• **WORK ITEM**
Each line of the listing needs to be given again exactly.

..............................

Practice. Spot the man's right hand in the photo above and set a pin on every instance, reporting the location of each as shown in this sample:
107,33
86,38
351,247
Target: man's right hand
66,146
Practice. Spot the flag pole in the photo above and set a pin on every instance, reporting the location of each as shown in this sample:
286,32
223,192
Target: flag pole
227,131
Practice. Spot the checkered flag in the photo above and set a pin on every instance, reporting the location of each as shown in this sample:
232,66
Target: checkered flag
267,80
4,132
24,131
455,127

..............................

• **SOLUTION TO THE EXERCISE**
Practice. Spot the man's right hand in the photo above and set a pin on every instance, reporting the location of each as shown in this sample:
107,33
86,38
351,247
Target: man's right hand
66,146
Practice. Spot the flag pole in the photo above and set a pin on every instance, reporting the location of each as shown in this sample:
286,32
223,192
Target: flag pole
227,131
Practice. Spot the checkered flag in the photo above and set a pin on every instance, reporting the location of each as shown in this sample:
232,66
Target: checkered flag
267,80
4,132
24,131
455,127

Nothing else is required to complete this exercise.